_DATASET_.
====

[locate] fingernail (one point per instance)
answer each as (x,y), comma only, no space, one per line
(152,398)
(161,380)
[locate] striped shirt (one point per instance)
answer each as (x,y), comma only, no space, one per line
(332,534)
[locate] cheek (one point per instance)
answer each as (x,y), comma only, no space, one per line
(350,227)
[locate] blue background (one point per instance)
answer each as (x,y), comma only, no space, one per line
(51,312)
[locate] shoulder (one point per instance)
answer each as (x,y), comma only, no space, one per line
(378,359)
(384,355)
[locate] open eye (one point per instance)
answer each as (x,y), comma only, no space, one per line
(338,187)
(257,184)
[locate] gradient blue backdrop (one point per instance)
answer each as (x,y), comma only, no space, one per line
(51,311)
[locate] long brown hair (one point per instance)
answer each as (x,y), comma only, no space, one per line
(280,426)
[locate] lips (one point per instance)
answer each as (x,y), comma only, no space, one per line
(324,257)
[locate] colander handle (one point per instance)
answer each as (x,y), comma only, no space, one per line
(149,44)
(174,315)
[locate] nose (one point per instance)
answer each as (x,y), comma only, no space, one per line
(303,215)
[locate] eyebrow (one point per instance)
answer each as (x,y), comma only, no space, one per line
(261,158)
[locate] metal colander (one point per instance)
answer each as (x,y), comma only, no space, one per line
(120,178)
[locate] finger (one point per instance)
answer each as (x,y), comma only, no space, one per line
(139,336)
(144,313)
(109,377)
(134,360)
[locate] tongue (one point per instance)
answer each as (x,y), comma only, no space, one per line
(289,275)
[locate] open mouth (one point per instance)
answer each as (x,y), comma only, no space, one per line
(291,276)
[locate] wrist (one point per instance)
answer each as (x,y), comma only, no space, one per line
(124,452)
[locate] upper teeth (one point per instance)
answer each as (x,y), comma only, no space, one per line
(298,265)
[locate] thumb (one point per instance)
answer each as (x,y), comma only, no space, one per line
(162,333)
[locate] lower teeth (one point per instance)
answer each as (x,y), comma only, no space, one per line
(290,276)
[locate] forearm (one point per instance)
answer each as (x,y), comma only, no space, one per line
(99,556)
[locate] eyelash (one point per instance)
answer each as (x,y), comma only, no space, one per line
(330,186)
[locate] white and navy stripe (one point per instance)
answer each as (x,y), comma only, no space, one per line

====

_PROBLEM DETAILS_. All the entries above must be repeated exactly as they were given.

_TASK ANSWER_.
[locate] fingernail (one point per instance)
answer each as (x,y), comma only, no space, one per line
(152,398)
(161,380)
[locate] striped shirt (one point per instance)
answer each as (x,y), comma only, no space, one per line
(332,534)
[locate] cheek (one point per instance)
answer each as (x,y), comma only, no space, one per line
(350,227)
[locate] blue background (one point per instance)
answer each as (x,y), comma only, no space, one per line
(51,312)
[locate] shoulder (one point per instance)
answer each as (x,y), comma only, no space, one per line
(378,359)
(384,355)
[locate] open eye (one point per instance)
answer each as (x,y), comma only, no space, one per line
(338,187)
(257,184)
[locate] gradient blue backdrop (one point per instance)
answer each as (x,y), comma only, no space, one per line
(51,311)
[locate] long brown hair (one point per instance)
answer each as (x,y), comma only, no space, one per line
(280,426)
[locate] lips (one point per instance)
answer each as (x,y), comma only, no space, one per line
(324,257)
[locate] colander handle (one point per instance)
answer each as (x,y), comma only, no space, one per line
(149,44)
(174,315)
[locate] nose (one point per instance)
answer each as (x,y), comma only, no space, one per line
(303,215)
[locate] eyebrow (one point per instance)
answer each as (x,y), comma only, no space, one per line
(261,158)
[locate] metal colander (one point per instance)
answer each as (x,y), comma only, no space, one per line
(120,178)
[locate] finger (one point per instance)
answer each as (x,y), comma only, no space, one per line
(139,336)
(144,313)
(109,377)
(134,360)
[locate] tongue (one point per instance)
answer each as (x,y), comma only, no space, one per line
(289,275)
[locate] open mouth (one point per instance)
answer each as (x,y), comma only, no space, one per line
(291,276)
[locate] wrist (one point per instance)
answer each as (x,y), comma only, no space, one per line
(124,452)
[locate] upper teeth (one point per instance)
answer each as (x,y), comma only, no space, one per line
(298,265)
[locate] thumb (one point per instance)
answer each as (x,y), comma only, no space, one per line
(162,333)
[locate] lower teeth (one point per instance)
answer each as (x,y), comma only, no space, one per line
(290,276)
[locate] forearm (one point per instance)
answer each as (x,y), comma only, no space, one per line
(99,556)
[locate] eyelash (one point per instance)
answer each as (x,y), comma only, no space, one per line
(330,186)
[locate] white and navy stripe (one point per instance)
answer each as (x,y), comma only, no space, one per line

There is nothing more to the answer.